Current research on the space elevator is
continuing to refine the design and bring
the required technology to completion as
quickly as possible.
In simple terms, the space elevator is a
ribbon with one end attached to the Earth's
surface and the other end in space beyond
geosynchronous orbit (35,800 km altitude).
The competing forces of gravity at the
lower end, and outward centripetal
acceleration at the farther end, keep the
ribbon under tension and stationary over
a single position on Earth. This ribbon,
once deployed, can be ascended by
mechanical means to Earth orbit. If a
climber proceeds to the far end of the
ribbon and releases, it would have
sufficient energy to escape from Earth's
gravity and travel to the Moon, Mars,
Venus and the asteroids.
For the last two years a detailed design
study of the space elevator concept has
been funded under NASA's Institute for
Advanced Concepts (NIAC). The NIAC
work produced a detailed description of a
possible space elevator program. Initially,
a small, carbon-nanotube-composite
ribbon (10 to 20 cm wide and microns thick)
capable of supporting 990 kg payloads
would be deployed from geosynchronous
orbit using four rockets and a
magnetoplasmadynamic upper stage.
Climbers (230) are sent up the initial ribbon
(one every 3 to 4 days) adding small ribbons
alongside the first to increase its strength.
After 2.3 years a ribbon capable of
supporting 20,000 kg cargo climbers would
be complete. The power for the construction
and cargo climbers (100kW to 2.4 MW) is
beamed up using a free-electron laser
(840 nm) and 13 m diameter segmented
dish with adaptive optics, identical to the
one being constructed by Compower Inc.
and received by GaAs photocells
(80% overall efficiency at this wavelength)
on the climber's underside. This power,
converted to electricity, would be used by
conventional, niobium-magnet DC electric
motors and a set of rollers to pull the
climbers up the ribbon at speeds up to 200
km/hr. The spent initial spacecraft and
construction climbers would become
counterweights at the space end of the
100,000 km long ribbon. An ocean-going
platform, based on the current Sea Launch
program, would be used for the Earth
anchor and located in the equatorial
Pacific. Major risk of damage to the ribbon
comes from meteor impacts and atomic
oxygen erosion; both can be mitigated
through several methods (curved ribbon
design, metal coating) and are discussed in
detail in the NIAC Phase I final report.

============================================================

- [Written tasks]:
1 – In the space elevator passage, how fast would the climbers travel up the ribbon?
2 – Extract a span from the space elevator passage word for word, beginning at the words "After 2.3 years" and stopping after the words "by Compower Inc.".

- [Dataset rows]:
============================================================

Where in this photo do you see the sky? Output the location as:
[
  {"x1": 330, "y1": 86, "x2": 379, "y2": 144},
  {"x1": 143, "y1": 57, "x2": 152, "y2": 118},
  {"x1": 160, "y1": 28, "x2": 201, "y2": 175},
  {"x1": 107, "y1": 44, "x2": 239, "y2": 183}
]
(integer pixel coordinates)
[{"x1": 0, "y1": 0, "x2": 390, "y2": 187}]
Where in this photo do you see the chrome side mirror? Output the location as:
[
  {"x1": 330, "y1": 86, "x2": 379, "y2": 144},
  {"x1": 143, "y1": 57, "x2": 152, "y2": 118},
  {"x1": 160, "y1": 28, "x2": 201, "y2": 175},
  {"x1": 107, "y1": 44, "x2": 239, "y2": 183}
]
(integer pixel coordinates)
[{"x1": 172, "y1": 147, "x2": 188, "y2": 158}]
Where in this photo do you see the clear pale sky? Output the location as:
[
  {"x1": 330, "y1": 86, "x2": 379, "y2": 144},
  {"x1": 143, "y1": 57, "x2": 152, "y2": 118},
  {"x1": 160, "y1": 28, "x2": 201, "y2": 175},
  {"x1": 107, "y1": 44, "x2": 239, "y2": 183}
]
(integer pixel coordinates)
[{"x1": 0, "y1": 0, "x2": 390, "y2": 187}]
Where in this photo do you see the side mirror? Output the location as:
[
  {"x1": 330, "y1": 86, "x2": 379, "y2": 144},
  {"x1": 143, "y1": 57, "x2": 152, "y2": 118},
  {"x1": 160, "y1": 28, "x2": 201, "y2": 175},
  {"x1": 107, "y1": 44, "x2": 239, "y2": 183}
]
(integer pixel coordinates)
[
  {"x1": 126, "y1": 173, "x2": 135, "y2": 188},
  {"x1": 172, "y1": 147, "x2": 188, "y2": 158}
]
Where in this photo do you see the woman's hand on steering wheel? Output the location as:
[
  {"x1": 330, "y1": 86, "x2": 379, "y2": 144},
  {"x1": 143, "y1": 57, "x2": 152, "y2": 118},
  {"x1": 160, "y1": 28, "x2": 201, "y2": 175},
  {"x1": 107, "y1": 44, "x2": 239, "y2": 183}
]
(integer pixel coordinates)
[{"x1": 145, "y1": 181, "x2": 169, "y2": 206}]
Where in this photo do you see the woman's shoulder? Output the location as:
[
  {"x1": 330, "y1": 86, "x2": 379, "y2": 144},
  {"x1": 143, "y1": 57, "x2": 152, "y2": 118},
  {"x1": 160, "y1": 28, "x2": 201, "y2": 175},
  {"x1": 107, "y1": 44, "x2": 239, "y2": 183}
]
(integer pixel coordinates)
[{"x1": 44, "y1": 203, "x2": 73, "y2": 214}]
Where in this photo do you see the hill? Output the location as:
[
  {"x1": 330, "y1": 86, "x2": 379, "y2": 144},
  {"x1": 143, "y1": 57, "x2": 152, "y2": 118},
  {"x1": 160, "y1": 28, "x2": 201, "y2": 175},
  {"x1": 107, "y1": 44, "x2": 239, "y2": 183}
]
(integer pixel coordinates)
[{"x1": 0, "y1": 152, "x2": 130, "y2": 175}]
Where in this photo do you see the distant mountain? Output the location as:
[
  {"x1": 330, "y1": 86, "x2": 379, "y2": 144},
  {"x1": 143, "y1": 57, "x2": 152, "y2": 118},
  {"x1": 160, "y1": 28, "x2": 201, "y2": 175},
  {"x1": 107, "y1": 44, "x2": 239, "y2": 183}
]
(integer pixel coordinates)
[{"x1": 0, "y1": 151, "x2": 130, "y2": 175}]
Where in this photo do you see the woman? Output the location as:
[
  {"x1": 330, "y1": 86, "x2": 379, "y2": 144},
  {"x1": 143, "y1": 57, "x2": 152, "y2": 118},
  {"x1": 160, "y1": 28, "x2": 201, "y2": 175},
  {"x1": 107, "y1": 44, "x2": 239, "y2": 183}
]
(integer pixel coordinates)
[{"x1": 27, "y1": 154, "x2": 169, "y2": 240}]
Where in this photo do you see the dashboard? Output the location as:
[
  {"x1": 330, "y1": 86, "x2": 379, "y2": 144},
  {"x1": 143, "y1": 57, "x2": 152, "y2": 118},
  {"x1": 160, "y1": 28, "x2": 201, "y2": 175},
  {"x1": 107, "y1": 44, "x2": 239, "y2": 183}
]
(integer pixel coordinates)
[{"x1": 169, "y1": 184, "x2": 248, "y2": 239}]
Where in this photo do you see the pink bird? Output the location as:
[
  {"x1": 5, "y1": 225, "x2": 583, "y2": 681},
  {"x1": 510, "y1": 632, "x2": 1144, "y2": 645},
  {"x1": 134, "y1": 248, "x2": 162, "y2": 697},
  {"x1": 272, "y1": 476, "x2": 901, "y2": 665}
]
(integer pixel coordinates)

============================================================

- [Solved problems]:
1 – Up to 200 km/hr.

2 –
After 2.3 years a ribbon capable of
supporting 20,000 kg cargo climbers would
be complete. The power for the construction
and cargo climbers (100kW to 2.4 MW) is
beamed up using a free-electron laser
(840 nm) and 13 m diameter segmented
dish with adaptive optics, identical to the
one being constructed by Compower Inc.